**Given request:**
Extract, word for word, each line from the line holding "of the framed" through the end of the records. Omit every picture.

☆ ☆ ☆ ☆

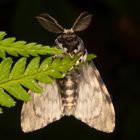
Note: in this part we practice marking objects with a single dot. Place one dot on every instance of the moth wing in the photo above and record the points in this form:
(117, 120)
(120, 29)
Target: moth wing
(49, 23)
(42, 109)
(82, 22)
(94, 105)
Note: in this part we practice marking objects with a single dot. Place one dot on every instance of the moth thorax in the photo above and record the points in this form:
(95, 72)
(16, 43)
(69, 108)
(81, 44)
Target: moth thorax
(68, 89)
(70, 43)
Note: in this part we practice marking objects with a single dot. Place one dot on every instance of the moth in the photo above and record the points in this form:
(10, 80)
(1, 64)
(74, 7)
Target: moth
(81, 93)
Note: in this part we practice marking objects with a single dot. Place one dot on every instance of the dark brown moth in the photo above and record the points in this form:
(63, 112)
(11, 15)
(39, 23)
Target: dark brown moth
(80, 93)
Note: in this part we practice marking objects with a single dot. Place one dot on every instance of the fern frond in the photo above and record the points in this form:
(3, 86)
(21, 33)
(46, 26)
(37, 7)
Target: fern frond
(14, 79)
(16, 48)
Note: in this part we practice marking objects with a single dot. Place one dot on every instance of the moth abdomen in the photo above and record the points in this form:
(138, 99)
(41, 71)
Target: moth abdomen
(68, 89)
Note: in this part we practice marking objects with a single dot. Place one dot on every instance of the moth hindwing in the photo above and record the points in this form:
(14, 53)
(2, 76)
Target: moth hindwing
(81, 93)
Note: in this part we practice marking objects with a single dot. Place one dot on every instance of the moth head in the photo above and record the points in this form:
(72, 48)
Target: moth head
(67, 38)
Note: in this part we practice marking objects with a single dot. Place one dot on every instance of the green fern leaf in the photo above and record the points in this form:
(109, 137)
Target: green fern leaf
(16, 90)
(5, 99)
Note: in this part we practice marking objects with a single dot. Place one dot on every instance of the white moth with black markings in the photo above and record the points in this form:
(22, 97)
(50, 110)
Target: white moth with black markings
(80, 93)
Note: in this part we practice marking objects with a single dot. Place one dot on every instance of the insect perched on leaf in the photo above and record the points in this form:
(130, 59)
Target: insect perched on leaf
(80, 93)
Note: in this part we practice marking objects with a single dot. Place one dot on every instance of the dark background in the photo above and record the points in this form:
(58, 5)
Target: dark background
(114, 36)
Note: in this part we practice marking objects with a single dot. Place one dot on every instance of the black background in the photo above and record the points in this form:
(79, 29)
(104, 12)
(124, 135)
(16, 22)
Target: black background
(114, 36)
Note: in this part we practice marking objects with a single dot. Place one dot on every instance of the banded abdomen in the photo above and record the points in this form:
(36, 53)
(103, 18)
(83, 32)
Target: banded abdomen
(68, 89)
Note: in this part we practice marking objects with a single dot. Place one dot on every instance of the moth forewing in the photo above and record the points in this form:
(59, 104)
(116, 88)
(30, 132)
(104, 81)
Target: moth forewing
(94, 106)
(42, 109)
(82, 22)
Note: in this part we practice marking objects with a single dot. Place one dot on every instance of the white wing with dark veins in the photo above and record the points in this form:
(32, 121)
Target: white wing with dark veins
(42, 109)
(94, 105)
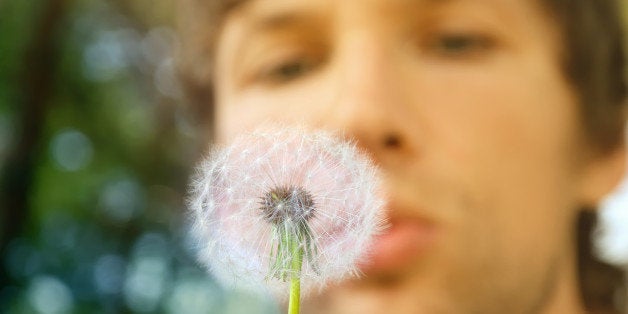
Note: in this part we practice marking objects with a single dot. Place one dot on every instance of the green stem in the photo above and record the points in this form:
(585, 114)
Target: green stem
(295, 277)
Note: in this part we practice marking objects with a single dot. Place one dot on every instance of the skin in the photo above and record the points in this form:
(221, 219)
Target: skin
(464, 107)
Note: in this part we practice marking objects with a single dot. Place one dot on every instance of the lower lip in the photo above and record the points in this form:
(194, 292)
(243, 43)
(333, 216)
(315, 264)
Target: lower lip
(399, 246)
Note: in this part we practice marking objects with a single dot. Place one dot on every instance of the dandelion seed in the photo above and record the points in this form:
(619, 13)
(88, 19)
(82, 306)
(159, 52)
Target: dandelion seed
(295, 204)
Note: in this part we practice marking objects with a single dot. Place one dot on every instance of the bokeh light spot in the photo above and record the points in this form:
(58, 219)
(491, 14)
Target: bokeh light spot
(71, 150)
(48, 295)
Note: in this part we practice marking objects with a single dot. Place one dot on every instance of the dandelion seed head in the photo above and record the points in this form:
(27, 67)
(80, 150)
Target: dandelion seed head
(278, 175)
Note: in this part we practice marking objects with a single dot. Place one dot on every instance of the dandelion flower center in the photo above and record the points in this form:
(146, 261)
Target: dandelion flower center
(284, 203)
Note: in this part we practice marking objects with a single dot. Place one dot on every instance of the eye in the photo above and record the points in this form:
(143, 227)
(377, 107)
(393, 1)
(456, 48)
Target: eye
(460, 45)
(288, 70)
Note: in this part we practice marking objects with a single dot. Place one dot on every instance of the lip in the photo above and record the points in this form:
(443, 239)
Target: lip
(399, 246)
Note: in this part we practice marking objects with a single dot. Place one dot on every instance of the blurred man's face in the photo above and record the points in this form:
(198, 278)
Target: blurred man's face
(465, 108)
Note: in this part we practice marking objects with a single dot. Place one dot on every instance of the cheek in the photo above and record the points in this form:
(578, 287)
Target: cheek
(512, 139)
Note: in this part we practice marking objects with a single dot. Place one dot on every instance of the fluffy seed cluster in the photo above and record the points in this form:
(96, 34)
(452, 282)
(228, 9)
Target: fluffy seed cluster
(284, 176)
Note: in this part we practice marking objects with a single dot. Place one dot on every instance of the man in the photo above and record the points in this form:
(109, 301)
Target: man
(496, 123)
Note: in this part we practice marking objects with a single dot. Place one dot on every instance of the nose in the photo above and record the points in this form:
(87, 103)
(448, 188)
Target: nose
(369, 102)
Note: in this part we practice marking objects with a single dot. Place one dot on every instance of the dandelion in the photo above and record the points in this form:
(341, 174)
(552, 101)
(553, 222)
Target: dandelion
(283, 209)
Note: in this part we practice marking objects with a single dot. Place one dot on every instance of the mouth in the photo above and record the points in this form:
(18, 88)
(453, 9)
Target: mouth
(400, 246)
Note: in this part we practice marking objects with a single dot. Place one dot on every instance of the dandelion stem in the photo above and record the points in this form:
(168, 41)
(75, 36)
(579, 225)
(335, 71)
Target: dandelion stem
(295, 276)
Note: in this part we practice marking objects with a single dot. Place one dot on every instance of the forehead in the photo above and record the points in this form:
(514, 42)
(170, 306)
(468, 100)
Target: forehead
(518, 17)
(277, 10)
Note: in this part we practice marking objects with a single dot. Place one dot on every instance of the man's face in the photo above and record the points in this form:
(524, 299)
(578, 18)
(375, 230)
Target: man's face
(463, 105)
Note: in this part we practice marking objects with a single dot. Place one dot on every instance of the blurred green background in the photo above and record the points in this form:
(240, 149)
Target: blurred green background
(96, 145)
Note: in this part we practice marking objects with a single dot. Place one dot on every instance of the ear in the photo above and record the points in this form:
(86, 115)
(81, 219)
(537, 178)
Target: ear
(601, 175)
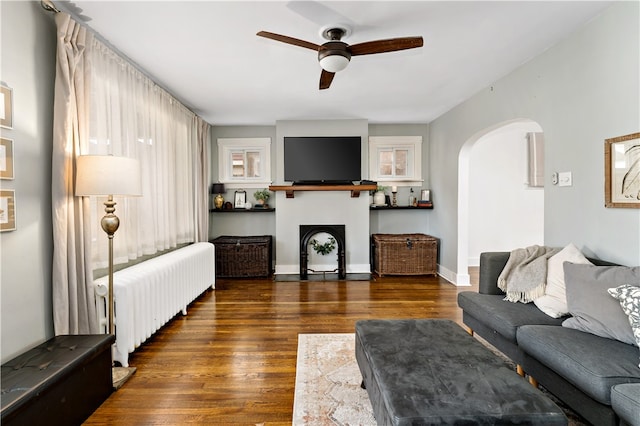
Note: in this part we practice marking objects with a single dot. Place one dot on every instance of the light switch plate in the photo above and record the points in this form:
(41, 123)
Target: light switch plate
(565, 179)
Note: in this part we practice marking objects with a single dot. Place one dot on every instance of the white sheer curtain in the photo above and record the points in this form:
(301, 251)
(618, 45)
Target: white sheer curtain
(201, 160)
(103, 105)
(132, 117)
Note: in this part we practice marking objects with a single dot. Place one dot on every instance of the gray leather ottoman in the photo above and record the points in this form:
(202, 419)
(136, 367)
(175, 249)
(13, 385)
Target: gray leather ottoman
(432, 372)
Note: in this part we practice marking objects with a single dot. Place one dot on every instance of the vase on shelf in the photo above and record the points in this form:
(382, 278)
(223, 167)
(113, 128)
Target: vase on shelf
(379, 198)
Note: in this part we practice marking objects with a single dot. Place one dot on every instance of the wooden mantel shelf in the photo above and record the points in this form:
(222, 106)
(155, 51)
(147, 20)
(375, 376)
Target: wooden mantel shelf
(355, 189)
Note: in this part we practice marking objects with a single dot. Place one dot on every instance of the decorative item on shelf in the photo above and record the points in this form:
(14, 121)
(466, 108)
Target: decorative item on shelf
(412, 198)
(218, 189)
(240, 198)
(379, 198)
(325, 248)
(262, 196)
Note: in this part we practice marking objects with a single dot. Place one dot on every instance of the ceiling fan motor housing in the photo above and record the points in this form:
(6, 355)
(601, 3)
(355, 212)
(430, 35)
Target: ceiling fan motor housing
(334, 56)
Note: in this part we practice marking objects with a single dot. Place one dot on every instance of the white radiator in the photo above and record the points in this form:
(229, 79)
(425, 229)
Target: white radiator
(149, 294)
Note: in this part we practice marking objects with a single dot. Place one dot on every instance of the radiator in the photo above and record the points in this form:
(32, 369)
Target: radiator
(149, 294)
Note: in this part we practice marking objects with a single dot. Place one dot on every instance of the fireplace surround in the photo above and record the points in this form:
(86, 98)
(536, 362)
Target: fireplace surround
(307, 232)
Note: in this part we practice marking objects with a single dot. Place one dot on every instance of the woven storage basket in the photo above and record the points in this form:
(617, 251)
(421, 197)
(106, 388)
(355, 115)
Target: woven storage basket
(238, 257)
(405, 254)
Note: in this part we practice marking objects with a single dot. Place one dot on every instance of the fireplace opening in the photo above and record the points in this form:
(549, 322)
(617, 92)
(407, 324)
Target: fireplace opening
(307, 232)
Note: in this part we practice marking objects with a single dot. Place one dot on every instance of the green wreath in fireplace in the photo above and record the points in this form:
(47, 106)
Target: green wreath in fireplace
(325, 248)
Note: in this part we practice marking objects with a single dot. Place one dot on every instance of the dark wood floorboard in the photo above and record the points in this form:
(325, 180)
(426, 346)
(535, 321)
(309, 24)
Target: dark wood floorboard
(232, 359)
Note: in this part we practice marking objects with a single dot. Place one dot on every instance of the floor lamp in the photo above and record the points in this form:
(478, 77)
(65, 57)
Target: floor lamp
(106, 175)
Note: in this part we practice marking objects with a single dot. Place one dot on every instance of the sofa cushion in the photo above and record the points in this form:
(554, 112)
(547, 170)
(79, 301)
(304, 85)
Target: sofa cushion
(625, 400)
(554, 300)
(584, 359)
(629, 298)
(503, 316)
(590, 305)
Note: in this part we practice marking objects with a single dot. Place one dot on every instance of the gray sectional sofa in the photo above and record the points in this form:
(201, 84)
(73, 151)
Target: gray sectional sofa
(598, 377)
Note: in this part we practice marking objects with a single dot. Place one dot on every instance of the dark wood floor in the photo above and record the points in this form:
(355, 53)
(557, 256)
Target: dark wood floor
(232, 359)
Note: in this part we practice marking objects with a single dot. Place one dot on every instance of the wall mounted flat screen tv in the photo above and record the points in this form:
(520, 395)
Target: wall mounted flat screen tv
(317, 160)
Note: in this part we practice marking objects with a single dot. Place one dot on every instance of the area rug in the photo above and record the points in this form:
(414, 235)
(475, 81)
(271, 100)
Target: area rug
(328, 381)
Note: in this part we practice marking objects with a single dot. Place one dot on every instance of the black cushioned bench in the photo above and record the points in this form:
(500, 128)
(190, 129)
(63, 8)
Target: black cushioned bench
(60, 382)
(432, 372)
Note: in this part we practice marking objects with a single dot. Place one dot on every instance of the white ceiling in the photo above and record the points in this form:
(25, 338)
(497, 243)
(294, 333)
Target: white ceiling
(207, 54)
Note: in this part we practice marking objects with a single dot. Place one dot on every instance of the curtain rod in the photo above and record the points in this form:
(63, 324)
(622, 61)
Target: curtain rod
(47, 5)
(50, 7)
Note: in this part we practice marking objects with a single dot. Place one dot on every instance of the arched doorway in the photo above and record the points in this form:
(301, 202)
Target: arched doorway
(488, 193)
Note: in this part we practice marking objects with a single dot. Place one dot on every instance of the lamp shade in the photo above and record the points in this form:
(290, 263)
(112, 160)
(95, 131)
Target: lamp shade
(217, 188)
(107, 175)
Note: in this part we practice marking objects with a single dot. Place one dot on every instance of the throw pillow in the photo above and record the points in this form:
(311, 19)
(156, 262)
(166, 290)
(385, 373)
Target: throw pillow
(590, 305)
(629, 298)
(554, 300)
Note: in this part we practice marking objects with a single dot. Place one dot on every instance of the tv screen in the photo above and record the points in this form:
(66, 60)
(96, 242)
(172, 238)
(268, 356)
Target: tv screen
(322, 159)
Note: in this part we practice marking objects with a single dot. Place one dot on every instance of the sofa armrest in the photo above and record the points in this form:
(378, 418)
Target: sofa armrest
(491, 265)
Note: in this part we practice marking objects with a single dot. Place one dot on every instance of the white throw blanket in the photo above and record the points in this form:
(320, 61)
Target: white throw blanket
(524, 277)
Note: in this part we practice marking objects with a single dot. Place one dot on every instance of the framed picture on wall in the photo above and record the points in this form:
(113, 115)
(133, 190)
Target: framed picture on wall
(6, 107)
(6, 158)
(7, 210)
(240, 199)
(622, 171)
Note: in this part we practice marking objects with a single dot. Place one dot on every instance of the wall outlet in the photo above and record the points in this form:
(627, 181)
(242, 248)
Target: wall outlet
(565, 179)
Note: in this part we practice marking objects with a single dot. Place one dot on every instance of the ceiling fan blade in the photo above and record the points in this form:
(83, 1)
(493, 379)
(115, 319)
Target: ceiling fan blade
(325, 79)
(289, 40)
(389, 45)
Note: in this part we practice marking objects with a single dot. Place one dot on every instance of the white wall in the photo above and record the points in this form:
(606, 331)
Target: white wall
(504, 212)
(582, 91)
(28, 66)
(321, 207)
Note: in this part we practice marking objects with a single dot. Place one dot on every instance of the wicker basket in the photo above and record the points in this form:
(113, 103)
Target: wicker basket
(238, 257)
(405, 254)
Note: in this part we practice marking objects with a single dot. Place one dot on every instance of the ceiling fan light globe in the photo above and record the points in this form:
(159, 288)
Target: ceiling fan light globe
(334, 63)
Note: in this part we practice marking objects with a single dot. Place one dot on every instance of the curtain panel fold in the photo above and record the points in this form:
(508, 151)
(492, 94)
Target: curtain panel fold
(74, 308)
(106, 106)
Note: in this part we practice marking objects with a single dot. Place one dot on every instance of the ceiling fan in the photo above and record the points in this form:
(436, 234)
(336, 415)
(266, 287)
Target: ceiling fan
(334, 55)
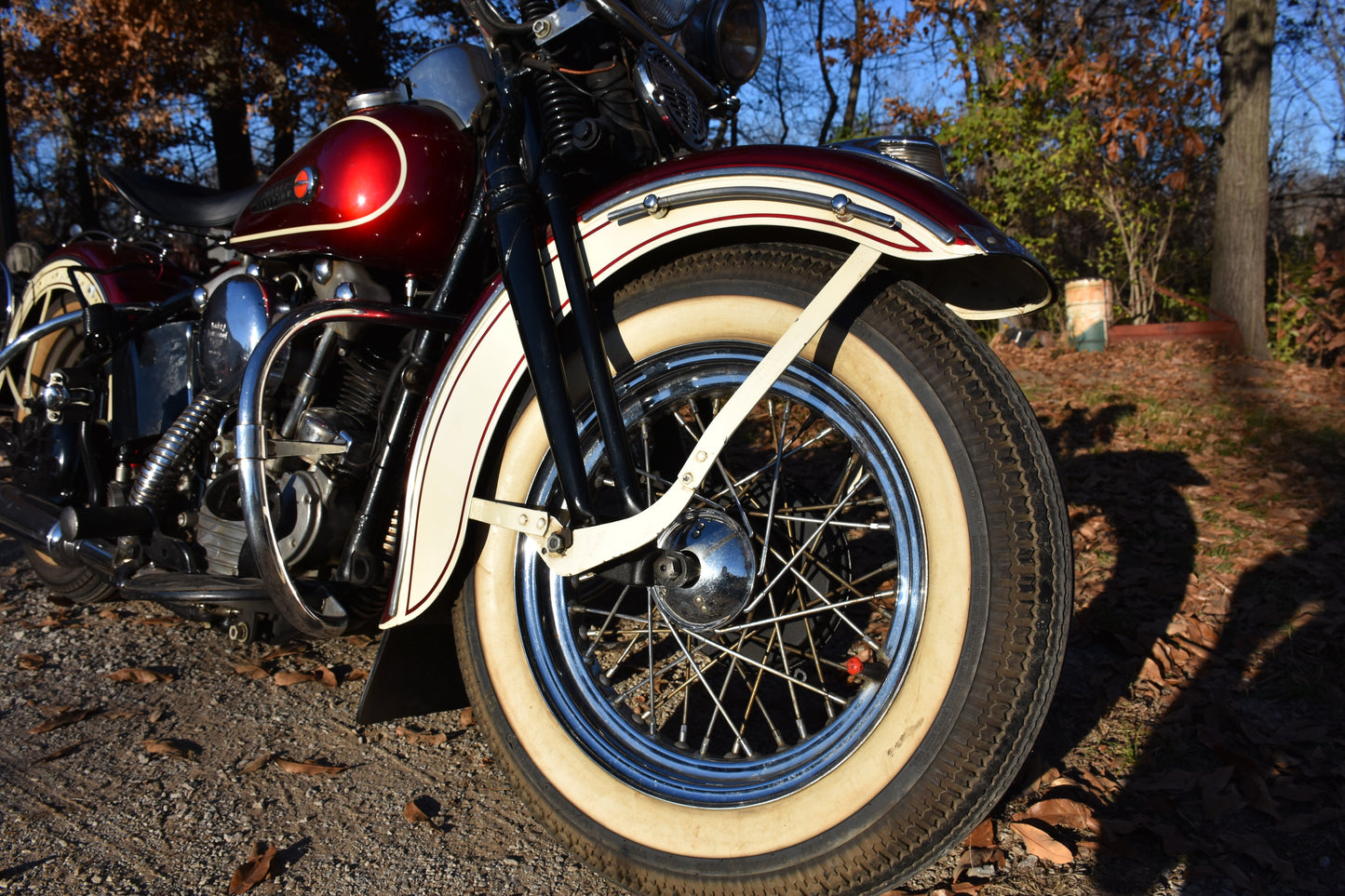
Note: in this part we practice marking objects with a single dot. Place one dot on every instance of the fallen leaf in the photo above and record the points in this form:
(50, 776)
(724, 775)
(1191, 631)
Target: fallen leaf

☆ ☆ ☆ ☆

**Result of this task:**
Note: in this part we practice marking objects with a single dot. Place one dot on every instance of the framed picture on wall in the photo above and record the points in this form:
(113, 115)
(133, 190)
Target: framed picture on wall
(6, 107)
(6, 158)
(7, 210)
(240, 199)
(622, 171)
Note: in this part we practice marking objects with a single dot. Place one dot on every instance of the wall outlet in the photo above and record the points in this form:
(627, 181)
(242, 248)
Target: wall outlet
(565, 179)
Note: in this part we practice marking objects with a single dot. Place one dot on every instance of the ceiling fan blade in the photo above and record the points in this form:
(83, 1)
(493, 379)
(115, 319)
Target: ceiling fan blade
(325, 79)
(289, 40)
(389, 45)
Note: in this part we practice marking objects with a single dot. Place one dot on every instance of the white wall in the photo above and record the points in this form:
(606, 331)
Target: white wall
(504, 212)
(582, 91)
(28, 66)
(321, 207)
Note: in this part we practice marking objects with a single dot. Place one dot on every instance of the wicker basket in the photo above and record the points in this form:
(113, 103)
Target: wicker basket
(238, 257)
(405, 254)
Note: in this part we practice marking objects with a single dot. Place one dot on every instance of the ceiling fan light globe in the photo above and record the points in this form:
(159, 288)
Target: ceiling fan light globe
(334, 63)
Note: in this part we practice marking objects with a single dot. Place one dot on every instance of the curtain panel fold in the photo above and record the points in this form:
(508, 151)
(492, 94)
Target: curtain panel fold
(74, 308)
(106, 106)
Note: in this part we practice marking objects with a single dot. Place one dot on every instance of the ceiling fan in the photo above and record the points in this form:
(436, 234)
(336, 415)
(266, 287)
Target: ceiling fan
(334, 55)
Note: in this part we practice marking objects with a single dot. Place one dot on every instance of the fallen leaf in the photo above and record the points in this form:
(50, 776)
(724, 775)
(1191, 631)
Target: fallen leaf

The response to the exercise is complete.